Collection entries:
** begin **
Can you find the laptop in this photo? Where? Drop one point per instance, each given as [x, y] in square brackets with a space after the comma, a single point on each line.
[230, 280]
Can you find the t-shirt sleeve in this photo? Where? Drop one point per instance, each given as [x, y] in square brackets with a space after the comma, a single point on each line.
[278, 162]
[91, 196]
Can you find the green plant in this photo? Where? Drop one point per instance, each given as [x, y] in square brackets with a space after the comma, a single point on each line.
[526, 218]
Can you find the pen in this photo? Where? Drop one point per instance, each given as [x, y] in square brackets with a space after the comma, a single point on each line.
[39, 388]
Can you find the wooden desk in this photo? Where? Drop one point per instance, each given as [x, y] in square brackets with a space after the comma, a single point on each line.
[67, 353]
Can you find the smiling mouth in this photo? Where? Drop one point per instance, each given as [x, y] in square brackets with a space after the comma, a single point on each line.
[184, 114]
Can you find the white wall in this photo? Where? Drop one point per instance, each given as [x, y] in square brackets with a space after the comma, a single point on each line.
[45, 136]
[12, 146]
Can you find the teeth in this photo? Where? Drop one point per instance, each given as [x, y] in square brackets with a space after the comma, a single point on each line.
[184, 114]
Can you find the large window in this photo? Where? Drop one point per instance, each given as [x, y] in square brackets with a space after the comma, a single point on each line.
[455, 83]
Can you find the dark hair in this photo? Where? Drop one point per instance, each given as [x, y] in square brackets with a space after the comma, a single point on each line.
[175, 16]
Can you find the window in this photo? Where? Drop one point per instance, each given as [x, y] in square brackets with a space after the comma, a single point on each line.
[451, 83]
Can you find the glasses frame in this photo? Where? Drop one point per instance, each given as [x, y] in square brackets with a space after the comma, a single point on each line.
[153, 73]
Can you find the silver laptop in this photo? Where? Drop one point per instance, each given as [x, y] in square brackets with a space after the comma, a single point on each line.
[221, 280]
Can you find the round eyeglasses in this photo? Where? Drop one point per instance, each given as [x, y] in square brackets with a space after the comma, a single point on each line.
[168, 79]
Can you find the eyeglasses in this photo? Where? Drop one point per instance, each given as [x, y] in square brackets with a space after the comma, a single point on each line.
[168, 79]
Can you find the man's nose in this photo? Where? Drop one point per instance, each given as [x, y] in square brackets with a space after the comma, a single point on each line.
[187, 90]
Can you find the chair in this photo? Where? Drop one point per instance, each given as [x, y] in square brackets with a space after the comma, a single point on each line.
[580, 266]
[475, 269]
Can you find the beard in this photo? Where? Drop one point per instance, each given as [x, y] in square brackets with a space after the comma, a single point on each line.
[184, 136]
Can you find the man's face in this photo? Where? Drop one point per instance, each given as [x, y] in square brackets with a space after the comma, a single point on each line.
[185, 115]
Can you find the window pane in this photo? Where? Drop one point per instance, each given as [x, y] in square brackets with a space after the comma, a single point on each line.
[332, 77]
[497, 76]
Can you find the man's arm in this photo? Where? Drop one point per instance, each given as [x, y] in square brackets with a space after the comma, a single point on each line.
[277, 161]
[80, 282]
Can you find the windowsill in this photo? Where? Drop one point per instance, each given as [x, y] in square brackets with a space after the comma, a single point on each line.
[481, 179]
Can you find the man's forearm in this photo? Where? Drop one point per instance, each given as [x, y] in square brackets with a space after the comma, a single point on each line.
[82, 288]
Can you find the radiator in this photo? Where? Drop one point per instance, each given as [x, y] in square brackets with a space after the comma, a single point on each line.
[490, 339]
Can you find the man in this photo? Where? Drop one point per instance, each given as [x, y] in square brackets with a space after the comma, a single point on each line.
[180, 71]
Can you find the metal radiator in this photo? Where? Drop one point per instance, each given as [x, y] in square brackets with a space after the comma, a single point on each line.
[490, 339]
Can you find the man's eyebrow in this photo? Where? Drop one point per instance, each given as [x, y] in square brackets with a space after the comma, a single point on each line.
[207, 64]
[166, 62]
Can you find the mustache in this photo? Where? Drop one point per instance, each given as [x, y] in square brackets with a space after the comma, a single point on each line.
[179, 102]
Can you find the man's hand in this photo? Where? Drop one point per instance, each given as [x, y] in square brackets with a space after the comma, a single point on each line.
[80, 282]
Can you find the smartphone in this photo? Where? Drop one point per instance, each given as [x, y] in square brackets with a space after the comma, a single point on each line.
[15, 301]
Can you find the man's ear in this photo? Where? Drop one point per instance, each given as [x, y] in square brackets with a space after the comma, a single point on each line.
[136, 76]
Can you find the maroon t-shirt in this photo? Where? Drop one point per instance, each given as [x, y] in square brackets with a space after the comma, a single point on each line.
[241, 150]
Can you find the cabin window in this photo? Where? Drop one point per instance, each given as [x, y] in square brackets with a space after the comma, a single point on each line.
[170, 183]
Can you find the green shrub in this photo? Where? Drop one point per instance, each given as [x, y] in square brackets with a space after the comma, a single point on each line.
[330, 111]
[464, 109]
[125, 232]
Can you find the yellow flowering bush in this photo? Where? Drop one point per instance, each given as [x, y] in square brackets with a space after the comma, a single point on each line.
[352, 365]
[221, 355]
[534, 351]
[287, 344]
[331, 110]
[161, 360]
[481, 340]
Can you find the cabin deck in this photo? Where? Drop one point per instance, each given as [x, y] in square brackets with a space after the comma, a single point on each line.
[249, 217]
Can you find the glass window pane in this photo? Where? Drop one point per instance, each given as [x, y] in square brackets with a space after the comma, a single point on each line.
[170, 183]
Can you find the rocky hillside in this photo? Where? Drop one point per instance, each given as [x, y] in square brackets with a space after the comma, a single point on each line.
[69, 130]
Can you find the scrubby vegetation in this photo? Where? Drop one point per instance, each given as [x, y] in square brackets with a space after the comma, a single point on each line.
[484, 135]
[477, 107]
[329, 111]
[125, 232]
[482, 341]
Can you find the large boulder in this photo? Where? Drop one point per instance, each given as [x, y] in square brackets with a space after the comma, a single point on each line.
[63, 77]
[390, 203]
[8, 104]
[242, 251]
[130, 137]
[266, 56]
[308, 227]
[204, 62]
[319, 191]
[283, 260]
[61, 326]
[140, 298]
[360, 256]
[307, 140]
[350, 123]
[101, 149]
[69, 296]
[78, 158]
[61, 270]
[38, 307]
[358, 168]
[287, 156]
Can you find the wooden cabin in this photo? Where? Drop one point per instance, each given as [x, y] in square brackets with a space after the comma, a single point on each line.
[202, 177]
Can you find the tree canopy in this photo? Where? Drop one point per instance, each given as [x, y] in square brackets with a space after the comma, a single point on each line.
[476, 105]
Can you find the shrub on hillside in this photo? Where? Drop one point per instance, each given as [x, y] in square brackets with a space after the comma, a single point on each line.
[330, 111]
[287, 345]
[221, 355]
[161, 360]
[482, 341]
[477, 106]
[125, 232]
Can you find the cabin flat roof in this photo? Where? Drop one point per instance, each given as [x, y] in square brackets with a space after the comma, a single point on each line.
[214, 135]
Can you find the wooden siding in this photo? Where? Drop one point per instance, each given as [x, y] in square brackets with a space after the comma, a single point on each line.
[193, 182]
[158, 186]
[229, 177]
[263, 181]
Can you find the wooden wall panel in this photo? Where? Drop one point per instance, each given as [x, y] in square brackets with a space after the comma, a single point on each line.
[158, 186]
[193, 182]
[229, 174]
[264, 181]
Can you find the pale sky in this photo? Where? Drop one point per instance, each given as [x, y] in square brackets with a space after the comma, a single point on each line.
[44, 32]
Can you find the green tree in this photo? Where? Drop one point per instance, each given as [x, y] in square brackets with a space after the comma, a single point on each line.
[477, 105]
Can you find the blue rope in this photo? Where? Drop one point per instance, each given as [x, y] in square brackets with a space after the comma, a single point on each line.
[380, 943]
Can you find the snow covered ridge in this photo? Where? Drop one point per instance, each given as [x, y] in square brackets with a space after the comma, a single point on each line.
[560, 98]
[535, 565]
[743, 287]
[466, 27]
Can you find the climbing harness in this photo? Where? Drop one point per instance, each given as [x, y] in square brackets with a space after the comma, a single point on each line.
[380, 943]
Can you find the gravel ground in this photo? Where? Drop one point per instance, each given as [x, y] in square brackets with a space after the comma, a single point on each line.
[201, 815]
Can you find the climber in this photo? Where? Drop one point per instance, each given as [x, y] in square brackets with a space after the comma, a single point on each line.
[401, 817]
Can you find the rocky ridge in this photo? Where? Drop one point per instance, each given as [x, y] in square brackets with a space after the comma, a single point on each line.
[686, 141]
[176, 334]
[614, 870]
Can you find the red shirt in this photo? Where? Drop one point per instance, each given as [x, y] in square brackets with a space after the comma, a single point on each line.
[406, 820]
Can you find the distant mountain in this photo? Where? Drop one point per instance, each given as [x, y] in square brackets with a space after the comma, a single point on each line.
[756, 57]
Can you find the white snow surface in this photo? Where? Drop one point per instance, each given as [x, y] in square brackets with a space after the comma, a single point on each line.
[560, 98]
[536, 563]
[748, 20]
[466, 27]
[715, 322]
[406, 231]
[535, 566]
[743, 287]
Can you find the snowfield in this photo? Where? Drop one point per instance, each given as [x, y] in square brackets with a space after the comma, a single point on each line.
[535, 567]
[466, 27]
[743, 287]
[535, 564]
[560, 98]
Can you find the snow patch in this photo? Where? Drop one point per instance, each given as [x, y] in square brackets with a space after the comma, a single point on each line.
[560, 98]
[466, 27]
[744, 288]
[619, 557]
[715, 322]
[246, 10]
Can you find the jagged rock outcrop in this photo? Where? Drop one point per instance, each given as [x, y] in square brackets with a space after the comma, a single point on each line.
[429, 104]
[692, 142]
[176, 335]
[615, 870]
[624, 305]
** end **
> [Work instructions]: Starting at the line with "Can you find the rocky ridge", copy every line up to and including the last one in the entries above.

> [Exercise response]:
Can you find the rocky ridge in this photo? Where? Drop one point per instance, each given as [x, y] in square brackets with a space after the comma, a single point on each line.
[686, 141]
[176, 334]
[614, 870]
Can you find the red shirt in this photo? Where? Drop one point per instance, each given as [x, y] in square brackets with a space after the comma, a single point on each line.
[406, 820]
Can you find the distant mountain in this photo? Where? Drop one point per instance, each given as [x, y] in square brackets with a space after the comma, a single point on each line.
[756, 57]
Can you find the white snow surface in this photo? Where? Drop one point per instance, each given as [x, y] in square brackets with a space after the comma, a single point on each line.
[560, 98]
[536, 563]
[748, 20]
[466, 27]
[715, 322]
[406, 231]
[535, 566]
[743, 287]
Can you find the snowfield in this photo? Where? Drop one point per instance, each given as [x, y] in square brackets with a space after the comma, a single point on each line.
[535, 567]
[466, 27]
[743, 287]
[535, 564]
[560, 98]
Can you find the snow patch in this photo? Where? Drop one point per instance, each given as [x, y] in square brackets with a space after the comma, a single point on each line.
[560, 98]
[466, 27]
[744, 288]
[619, 557]
[715, 322]
[246, 10]
Can you find the jagged rock outcrop in this photo? Where? Drop one point per instance, each given as [x, y] in square brackets with a space after the comma, a single point on each line.
[429, 104]
[692, 142]
[176, 335]
[615, 870]
[624, 305]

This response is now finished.